[Data entries]
********

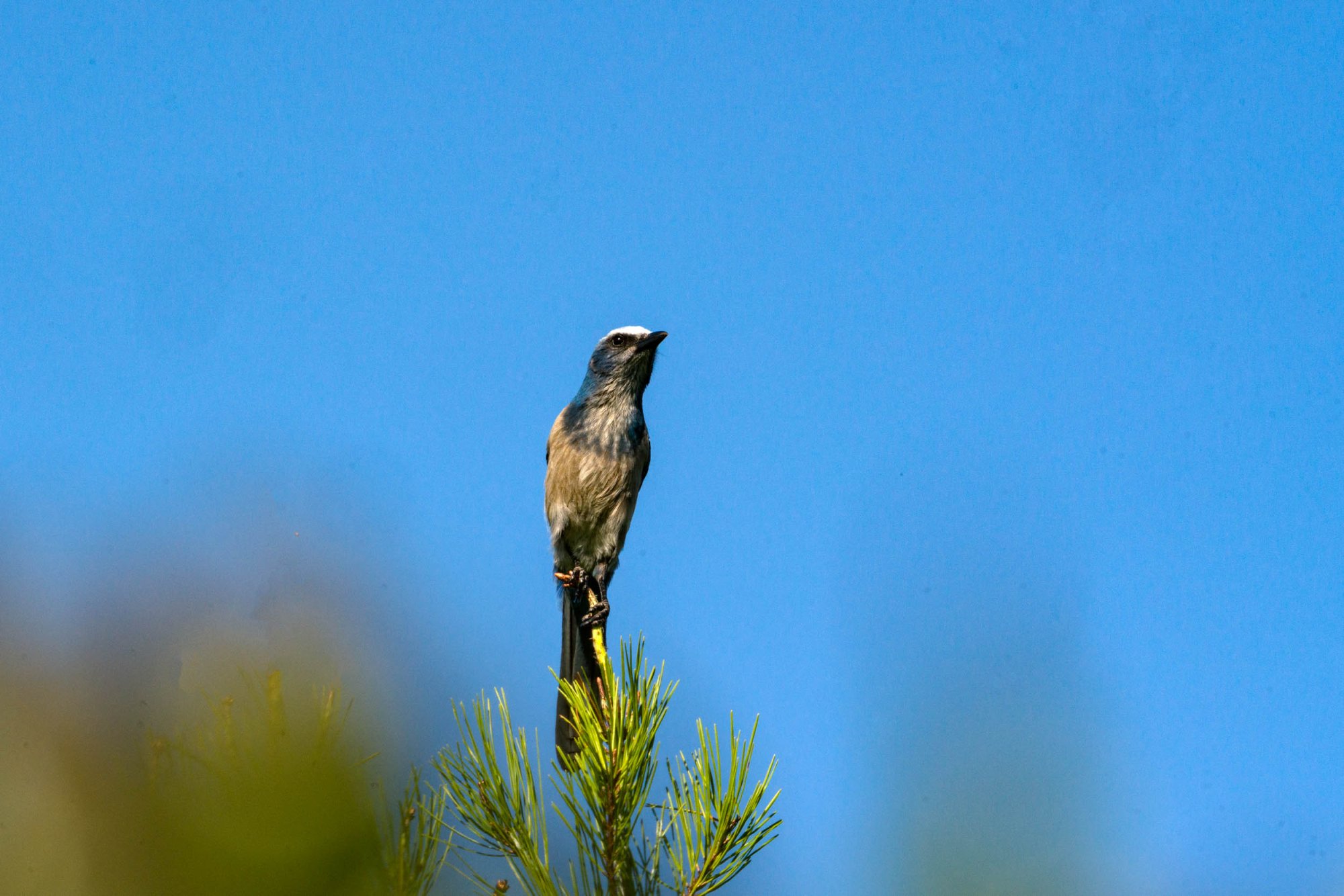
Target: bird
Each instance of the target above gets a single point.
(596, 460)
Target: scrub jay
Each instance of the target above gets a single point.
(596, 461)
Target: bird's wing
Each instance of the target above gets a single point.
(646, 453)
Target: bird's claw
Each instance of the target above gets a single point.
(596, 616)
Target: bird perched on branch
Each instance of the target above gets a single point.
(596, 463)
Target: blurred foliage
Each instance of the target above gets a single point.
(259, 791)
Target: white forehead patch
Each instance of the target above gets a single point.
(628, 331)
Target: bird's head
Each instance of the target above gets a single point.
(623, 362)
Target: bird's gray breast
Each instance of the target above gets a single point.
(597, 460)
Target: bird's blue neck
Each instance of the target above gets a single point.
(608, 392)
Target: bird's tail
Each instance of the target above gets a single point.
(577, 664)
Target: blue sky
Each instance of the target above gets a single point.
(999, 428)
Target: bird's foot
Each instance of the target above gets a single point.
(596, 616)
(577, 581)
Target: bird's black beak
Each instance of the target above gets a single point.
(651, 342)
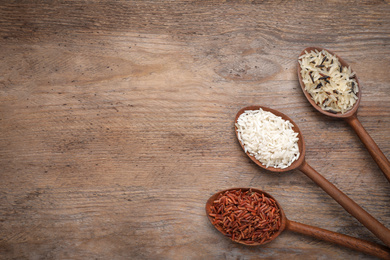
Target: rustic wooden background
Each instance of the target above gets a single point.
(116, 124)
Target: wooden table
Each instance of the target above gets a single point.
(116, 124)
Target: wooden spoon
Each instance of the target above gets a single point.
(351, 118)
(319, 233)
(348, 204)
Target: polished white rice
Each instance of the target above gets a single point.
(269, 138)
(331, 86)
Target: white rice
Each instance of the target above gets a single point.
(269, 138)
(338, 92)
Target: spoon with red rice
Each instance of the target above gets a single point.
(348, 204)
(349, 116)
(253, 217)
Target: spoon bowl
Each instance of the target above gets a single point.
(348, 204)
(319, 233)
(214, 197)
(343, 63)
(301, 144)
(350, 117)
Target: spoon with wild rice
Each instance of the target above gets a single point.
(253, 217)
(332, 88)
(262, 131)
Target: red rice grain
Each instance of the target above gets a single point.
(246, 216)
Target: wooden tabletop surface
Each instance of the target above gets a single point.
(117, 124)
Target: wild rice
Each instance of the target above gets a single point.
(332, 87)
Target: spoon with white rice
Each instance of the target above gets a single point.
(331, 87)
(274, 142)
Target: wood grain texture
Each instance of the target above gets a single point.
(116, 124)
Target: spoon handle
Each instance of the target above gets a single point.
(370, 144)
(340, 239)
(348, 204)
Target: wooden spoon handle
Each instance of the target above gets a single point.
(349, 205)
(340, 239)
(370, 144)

********

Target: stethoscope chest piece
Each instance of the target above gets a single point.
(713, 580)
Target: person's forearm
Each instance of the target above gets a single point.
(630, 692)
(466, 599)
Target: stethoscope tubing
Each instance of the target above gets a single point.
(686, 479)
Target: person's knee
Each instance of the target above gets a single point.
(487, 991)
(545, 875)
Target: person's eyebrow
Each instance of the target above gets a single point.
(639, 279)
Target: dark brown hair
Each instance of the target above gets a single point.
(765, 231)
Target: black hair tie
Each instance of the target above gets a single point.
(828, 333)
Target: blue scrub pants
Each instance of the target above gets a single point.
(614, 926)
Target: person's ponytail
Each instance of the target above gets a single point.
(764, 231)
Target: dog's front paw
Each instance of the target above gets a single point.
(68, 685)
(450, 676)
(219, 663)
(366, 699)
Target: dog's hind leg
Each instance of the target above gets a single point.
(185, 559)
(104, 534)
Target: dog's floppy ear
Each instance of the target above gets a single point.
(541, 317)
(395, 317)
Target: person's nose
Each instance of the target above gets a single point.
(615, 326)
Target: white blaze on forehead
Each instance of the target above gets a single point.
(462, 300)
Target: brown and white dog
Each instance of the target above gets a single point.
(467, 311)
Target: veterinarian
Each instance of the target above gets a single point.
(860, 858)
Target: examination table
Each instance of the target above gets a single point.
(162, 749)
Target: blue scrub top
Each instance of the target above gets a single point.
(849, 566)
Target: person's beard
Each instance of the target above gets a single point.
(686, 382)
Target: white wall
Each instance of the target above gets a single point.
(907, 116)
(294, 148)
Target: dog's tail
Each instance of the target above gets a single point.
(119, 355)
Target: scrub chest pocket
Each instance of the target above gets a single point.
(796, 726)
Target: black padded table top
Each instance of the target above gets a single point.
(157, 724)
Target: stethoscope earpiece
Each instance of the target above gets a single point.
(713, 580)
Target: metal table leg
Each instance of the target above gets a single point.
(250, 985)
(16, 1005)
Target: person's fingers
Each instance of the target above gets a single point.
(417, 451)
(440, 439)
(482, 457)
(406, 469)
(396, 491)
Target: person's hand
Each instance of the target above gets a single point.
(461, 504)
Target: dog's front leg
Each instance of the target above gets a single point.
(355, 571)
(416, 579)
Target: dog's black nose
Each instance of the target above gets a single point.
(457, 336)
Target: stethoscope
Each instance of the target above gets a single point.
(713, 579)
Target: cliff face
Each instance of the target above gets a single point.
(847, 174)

********

What the task requires
Leave out every picture, and copy exactly the lines above starting at the one holding "Target: blurred foliage" and ending at the one holding "Target: white rice", no more and no less.

Reply to the exercise
Target: blurred foliage
Each instance of the target above gets a single point.
(259, 791)
Target: white forehead patch
Each instance of the target above gets a single point.
(628, 331)
Target: bird's head
Each instance of the target above gets a single point.
(623, 362)
Target: bird's gray breast
Each instance of the target above gets a single point.
(597, 460)
Target: bird's blue neck
Each instance of the target above gets a single point.
(608, 392)
Target: bird's tail
Each instance of the target above gets a single point.
(577, 664)
Target: blue sky
Each instance of the target above gets a single point.
(999, 428)
Target: bird's foot
Each instance of the target above gets a single point.
(596, 616)
(577, 581)
Target: bird's black beak
Each instance of the target above gets a single point.
(651, 342)
Target: rustic wooden background
Each instance of the target above gets a single point.
(116, 124)
Target: wooden table
Each instance of the target above gets a single point.
(116, 124)
Target: wooden spoon
Each instance of the target above gets a single point.
(351, 118)
(319, 233)
(348, 204)
Target: polished white rice
Each instance of the target above gets a single point.
(269, 138)
(331, 86)
Target: white rice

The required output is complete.